任务 -
从下方材料中摘出自含有“Practice. Indicate each instance of the person”的那一行起、至含有“x=397, y=355”的那一行止的各行（首尾两行均包括在内），并逐字照原样重复这些行。
------------------------
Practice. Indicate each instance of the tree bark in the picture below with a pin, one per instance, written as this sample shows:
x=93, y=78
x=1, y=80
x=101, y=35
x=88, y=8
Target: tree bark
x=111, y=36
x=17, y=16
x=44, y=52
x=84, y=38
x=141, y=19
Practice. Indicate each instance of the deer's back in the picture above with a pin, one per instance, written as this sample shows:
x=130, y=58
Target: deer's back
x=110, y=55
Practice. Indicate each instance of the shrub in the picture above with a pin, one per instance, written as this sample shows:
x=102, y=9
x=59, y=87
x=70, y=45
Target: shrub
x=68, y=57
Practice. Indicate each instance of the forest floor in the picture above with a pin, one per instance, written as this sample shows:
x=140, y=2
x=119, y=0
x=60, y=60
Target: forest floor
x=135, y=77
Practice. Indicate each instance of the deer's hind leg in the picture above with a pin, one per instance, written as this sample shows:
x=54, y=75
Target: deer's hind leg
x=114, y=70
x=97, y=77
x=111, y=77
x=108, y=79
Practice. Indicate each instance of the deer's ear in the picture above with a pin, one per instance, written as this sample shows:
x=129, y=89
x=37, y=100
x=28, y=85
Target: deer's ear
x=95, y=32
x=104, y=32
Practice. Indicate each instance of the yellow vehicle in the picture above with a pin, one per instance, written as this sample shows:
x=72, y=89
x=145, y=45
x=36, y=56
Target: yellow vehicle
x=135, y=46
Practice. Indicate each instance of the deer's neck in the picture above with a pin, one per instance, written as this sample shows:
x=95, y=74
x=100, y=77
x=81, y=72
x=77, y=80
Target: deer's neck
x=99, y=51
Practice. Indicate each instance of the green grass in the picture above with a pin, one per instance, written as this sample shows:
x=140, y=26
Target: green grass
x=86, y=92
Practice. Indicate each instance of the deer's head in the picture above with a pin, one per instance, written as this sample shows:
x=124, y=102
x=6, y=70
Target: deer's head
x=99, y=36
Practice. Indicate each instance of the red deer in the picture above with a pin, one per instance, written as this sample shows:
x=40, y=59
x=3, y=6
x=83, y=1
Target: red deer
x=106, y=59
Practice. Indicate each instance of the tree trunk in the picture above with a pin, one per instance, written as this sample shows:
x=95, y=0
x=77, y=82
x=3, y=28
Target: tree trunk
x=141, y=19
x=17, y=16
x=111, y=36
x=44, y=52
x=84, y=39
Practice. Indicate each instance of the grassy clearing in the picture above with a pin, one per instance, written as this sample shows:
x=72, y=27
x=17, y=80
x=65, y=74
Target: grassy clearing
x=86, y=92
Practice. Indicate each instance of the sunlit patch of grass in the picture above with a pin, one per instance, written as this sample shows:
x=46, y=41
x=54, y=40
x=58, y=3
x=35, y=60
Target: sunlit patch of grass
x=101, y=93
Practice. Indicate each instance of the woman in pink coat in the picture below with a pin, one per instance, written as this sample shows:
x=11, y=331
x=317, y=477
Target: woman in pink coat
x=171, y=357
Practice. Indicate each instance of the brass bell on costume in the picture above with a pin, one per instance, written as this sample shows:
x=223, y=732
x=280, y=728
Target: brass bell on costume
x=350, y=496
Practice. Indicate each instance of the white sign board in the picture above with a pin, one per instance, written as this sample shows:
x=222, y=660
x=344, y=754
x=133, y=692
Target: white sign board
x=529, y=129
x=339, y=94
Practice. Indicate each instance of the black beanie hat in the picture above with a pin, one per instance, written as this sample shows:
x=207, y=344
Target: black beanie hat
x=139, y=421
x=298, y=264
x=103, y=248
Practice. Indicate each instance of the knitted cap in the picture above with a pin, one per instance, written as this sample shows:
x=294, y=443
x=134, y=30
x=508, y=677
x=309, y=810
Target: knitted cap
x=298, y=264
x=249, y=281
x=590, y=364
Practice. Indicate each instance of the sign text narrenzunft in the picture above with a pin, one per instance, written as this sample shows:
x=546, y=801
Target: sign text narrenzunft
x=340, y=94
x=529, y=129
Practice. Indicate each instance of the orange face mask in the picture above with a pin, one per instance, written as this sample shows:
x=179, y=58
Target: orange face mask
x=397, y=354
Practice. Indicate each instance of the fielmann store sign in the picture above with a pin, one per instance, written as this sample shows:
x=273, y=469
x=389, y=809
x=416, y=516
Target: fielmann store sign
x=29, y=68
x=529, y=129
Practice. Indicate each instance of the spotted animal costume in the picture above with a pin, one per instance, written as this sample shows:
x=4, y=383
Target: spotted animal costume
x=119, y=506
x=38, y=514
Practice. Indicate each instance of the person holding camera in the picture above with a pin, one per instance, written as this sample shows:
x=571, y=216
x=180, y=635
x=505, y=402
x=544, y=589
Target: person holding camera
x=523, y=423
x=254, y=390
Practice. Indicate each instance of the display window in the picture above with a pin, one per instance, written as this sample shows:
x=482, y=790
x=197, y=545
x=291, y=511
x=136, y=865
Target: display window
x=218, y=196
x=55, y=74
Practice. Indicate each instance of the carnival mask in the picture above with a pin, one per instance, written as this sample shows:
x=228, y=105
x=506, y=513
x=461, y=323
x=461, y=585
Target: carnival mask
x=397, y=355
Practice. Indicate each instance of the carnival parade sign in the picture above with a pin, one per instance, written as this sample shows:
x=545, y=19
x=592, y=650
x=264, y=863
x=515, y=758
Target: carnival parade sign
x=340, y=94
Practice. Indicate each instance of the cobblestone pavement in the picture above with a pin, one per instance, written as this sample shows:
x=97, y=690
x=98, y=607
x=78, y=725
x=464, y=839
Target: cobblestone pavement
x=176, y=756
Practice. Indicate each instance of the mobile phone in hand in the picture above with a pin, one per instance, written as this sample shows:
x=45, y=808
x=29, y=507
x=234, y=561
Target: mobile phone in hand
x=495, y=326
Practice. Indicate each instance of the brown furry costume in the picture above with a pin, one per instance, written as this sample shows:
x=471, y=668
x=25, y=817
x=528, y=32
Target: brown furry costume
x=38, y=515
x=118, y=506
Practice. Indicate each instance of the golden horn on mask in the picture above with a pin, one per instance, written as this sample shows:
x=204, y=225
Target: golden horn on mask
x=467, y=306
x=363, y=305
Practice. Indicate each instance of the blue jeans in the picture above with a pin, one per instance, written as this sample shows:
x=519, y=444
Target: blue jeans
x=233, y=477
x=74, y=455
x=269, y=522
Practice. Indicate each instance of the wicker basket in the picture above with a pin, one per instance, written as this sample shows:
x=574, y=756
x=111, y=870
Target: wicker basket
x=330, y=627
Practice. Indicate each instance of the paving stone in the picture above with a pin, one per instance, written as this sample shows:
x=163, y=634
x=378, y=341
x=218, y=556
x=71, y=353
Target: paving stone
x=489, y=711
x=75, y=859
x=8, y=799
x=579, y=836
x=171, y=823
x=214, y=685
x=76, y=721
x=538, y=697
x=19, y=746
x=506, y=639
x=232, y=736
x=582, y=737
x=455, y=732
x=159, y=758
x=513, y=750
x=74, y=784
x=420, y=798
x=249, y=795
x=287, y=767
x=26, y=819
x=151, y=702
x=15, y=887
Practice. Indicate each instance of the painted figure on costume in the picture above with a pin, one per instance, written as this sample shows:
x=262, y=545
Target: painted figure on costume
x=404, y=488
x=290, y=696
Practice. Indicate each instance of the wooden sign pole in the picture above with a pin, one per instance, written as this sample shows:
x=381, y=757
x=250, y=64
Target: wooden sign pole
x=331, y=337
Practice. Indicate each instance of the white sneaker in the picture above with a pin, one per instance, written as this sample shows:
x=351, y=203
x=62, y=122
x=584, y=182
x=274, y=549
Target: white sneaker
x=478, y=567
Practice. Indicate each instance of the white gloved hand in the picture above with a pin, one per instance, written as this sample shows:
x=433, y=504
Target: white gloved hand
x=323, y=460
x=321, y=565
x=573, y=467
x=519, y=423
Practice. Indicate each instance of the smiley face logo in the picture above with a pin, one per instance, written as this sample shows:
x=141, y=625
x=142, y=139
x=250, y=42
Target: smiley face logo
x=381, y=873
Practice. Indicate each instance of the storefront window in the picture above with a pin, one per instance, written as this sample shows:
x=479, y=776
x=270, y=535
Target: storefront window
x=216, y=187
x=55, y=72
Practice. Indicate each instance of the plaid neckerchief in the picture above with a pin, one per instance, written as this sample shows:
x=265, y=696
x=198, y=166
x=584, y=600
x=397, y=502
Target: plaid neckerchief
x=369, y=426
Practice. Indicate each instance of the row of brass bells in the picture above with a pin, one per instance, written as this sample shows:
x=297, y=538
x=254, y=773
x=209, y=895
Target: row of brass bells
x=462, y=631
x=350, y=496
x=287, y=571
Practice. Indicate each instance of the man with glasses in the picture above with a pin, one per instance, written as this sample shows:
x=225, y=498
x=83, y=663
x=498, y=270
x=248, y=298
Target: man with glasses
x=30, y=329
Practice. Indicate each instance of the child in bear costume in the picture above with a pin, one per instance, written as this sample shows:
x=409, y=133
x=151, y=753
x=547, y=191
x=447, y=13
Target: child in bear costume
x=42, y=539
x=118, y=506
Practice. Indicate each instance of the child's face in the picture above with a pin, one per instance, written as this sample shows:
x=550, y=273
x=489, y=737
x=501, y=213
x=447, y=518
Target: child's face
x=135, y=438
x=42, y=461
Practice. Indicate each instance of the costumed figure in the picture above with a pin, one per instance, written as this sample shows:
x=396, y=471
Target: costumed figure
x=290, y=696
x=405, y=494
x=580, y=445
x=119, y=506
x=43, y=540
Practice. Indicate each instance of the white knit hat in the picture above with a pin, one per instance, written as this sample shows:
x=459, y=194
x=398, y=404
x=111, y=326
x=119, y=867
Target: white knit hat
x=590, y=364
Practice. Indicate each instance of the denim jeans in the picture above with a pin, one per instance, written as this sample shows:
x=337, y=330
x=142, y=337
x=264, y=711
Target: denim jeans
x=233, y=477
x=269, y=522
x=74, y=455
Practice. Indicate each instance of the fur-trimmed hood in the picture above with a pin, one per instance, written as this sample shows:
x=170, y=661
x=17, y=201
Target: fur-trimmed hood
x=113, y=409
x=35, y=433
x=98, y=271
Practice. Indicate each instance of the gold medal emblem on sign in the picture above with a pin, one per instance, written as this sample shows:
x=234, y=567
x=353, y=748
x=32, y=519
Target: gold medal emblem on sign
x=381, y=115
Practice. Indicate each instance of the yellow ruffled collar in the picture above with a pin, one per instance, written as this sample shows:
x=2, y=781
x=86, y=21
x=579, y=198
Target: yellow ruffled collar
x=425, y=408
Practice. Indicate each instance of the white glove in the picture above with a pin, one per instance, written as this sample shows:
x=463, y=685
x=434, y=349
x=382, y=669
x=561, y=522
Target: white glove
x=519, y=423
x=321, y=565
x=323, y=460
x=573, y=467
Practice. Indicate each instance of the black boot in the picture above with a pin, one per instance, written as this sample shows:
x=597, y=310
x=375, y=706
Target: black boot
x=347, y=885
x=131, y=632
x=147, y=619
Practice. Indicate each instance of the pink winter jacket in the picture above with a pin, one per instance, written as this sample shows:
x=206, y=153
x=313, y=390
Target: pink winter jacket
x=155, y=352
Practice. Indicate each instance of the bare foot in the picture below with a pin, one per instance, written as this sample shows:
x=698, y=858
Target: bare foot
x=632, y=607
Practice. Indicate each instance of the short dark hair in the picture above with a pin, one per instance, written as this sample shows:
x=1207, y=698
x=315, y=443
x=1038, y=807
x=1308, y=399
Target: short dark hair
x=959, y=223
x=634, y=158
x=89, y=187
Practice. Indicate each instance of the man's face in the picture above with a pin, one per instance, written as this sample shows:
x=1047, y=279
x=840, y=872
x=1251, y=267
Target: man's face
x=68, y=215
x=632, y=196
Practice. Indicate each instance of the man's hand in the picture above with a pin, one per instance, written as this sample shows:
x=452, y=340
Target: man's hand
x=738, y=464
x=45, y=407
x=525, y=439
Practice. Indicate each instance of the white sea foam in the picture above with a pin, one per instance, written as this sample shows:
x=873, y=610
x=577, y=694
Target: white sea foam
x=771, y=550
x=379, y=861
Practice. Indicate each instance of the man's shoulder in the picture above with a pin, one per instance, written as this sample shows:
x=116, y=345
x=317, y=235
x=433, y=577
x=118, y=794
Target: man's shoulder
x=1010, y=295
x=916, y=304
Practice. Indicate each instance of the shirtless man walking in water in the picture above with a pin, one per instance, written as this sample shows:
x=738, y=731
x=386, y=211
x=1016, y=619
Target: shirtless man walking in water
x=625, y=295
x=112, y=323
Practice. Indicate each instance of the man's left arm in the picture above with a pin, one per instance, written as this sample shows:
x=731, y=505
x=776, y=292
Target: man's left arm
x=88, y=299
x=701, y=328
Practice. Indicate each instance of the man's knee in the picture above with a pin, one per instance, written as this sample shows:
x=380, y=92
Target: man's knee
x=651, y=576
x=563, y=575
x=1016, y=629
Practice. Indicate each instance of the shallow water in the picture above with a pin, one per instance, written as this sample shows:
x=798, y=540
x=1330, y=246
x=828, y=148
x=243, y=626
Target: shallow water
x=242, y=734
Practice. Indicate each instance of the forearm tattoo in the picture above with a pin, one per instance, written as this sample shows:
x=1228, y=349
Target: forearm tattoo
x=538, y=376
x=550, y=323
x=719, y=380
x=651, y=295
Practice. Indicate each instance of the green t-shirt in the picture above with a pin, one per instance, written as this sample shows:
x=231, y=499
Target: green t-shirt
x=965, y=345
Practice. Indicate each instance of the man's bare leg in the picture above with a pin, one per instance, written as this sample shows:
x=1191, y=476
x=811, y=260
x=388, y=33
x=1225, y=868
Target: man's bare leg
------------------------
正确答案 -
Practice. Indicate each instance of the person holding camera in the picture above with a pin, one per instance, written as this sample shows:
x=571, y=216
x=180, y=635
x=505, y=402
x=544, y=589
Target: person holding camera
x=523, y=423
x=254, y=390
Practice. Indicate each instance of the display window in the picture above with a pin, one per instance, written as this sample shows:
x=482, y=790
x=197, y=545
x=291, y=511
x=136, y=865
Target: display window
x=218, y=196
x=55, y=74
Practice. Indicate each instance of the carnival mask in the picture above with a pin, one per instance, written as this sample shows:
x=228, y=105
x=506, y=513
x=461, y=323
x=461, y=585
Target: carnival mask
x=397, y=355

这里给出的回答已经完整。